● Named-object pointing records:

= = = = = = =

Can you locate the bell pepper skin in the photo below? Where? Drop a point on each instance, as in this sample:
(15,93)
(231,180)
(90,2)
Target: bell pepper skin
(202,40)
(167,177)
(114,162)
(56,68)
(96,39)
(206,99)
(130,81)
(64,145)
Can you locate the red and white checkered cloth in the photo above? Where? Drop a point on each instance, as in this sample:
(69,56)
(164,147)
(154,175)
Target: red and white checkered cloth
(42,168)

= = = = = = =

● THE REQUEST: Output every line above without altering anything.

● TASK RESPONSE:
Can you locate the bell pepper skin in the photo below? Where? Drop a point on each instance, as in this sample:
(15,93)
(231,180)
(90,2)
Target: bell pepper skin
(202,40)
(167,177)
(114,162)
(56,68)
(96,39)
(206,99)
(130,81)
(64,145)
Can you locate the red and white checkered cloth in the photo above? Where? Drop a point on each instance, as in this sample:
(69,56)
(164,147)
(154,175)
Target: red and white checkered cloth
(42,168)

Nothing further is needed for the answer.